Items from a data source
------------------------------------------------------------
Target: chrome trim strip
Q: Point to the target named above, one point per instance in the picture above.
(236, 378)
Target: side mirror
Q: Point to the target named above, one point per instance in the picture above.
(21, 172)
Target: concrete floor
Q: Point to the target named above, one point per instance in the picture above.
------------------------------------------------------------
Reproduce the items above line for line, changing nothing.

### RESULT FOR THIS TASK
Target: chrome trim strip
Q: Point to the target named above, one point per instance in the picture above.
(236, 378)
Target: side mirror
Q: Point to the target named above, one point per instance in the picture above.
(21, 172)
Target: concrete floor
Q: Point to the target named above, one point per instance in the picture above.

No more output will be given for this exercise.